■ EXTRAIT FOURNI:
À travers l’intérêt scientifique de Gide pour les sciences de la nature, la faune et la flore, les plantes et les animaux, l’expérimentation zoologique et les découvertes savantes, intérêt constant et renouvelé, nous abordons ici un enjeu à la fois éthique et esthétique. Les yeux des poissons, créatures d’abord invisibles qui semblent inutiles au fond de la mer, perdues au milieu de l’océan, deviennent des antennes lumineuses qui éclairent, illuminent, irradient, une fois découvertes et admirées, à la surface de l’eau. Scintillement d’astre, dont rien « ne saurait égaler la splendeur », écrit Gide. Cette splendeur animale, ne serait-elle pas aussi humaine, celle de l’individu qui émerge du corps social et qui devient enfin ce qu’il est ? L’enjeu esthétique et social, au cœur du roman de Gide, se matérialise dès le début du roman : le désaveu de filiation, dès la première page du roman, l’identification métaphorique de Bernard à une pièce de monnaie, et la rupture dans l’ordre symbolique avec la généalogie paternelle, tous ces thèmes posent la question du fondement de la valeur. Face aux illusions dominantes (sociales, culturelles, familiales), le chiasme fausseté/authenticité amène une rupture, inverse la logique conventionnelle. La créature des abysses devient lumineuse, elle éclaire notre monde.

■ DONNÉES FOURNIES:

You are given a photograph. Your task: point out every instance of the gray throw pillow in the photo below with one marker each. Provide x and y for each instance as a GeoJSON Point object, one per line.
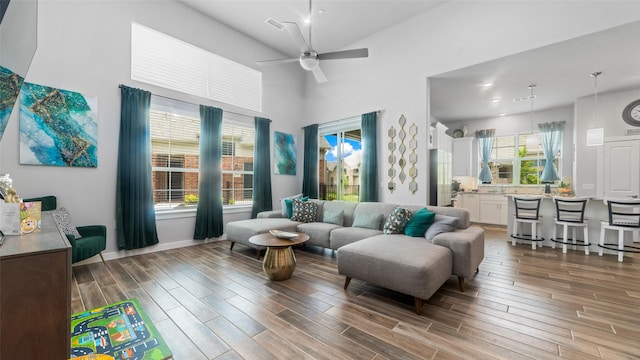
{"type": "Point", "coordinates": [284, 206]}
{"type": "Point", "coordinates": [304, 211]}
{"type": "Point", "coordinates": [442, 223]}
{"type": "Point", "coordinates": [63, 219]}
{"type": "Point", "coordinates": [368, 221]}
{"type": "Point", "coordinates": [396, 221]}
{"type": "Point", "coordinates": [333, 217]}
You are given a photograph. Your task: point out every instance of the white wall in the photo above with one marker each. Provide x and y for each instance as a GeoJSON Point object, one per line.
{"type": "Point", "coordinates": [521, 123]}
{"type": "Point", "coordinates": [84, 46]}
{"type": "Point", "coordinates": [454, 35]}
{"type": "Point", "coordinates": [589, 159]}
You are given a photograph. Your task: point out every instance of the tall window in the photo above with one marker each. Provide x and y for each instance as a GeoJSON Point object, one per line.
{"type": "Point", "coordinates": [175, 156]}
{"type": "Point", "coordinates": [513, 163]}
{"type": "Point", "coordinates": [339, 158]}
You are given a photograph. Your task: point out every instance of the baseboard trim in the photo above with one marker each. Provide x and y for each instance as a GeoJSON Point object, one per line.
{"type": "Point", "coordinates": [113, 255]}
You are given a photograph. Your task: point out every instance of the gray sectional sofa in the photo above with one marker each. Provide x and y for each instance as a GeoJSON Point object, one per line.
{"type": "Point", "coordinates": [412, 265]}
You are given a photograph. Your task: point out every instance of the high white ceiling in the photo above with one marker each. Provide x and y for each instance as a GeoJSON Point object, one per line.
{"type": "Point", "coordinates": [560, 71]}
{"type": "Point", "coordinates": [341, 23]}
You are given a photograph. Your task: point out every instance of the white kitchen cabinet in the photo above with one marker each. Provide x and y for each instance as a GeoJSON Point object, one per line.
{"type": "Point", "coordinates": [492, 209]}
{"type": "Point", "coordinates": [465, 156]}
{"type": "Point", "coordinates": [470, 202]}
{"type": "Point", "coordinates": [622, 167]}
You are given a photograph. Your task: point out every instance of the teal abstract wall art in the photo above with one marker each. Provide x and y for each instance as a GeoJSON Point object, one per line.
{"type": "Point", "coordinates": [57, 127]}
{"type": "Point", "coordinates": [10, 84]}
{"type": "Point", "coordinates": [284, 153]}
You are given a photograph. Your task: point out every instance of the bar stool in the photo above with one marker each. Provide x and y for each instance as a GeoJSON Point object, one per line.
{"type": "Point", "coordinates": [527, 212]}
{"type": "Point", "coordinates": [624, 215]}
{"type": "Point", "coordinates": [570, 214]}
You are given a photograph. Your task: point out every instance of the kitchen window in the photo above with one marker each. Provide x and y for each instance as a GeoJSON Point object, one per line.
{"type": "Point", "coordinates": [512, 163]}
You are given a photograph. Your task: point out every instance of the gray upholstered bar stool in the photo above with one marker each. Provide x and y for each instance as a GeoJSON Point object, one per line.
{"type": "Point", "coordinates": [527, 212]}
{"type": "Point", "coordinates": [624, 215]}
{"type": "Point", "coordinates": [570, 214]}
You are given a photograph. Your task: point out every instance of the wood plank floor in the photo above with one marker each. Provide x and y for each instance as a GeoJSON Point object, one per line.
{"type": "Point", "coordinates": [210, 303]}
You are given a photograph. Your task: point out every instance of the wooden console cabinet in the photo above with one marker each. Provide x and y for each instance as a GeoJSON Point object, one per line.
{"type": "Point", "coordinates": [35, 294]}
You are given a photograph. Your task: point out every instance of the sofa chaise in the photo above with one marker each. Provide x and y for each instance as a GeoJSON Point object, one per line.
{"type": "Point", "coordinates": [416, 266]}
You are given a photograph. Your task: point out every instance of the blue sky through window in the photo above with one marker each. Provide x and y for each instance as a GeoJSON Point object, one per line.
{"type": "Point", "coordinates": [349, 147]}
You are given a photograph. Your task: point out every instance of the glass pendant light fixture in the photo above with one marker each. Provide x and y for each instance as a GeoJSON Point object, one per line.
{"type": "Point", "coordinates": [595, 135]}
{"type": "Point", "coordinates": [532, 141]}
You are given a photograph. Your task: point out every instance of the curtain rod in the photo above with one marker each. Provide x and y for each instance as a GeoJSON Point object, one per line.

■ ENSEMBLE DE CONSIGNES:
1. Dans l'extrait sur Gide, à quoi Bernard est-il identifié de manière métaphorique ?
2. Prolongez l'extrait sur Gide en reprenant juste après sa dernière phrase.

■ RÉPONSES AUX CONSIGNES:
1. À une pièce de monnaie.

2.
Bernard, fils non-légitime et non-naturel, est comme le poisson que l’on sort enfin de l’eau pour l’admirer. Il quitte le milieu marin pour devenir la personne authentique de son être. Cette transmutation gidienne des valeurs est pleinement une référence nietzschéenne. La pensée philosophique de Gide et de Nietzsche, en affinité avec le 17e siècle, s’intéresse à la production de formes nouvelles et d’expressions imaginatives. Et la fable des poissons lumineux nous invite à une réflexion sur les valeurs. C’est aussi, en parallèle, une réflexion sur le langage. De Nietzsche à Gide, de la philosophie à la littérature, s’engage une méditation sur le mensonge et la fiction : peut-on penser les formes du mensonge (l’imposture, la fraude, la calomnie) en lien avec les formes de l’écriture (la fiction, le mythe, la littérature) ? Comment créer des discours inventifs et concevoir une réflexion sur le simulacre ou la fable ? D’autres chemins sont possibles, au-delà de la ligne droite. Telle est, peut-être, la leçon de cet étonnant épisode des poissons lumineux, au cœur du roman Les faux-monnayeurs.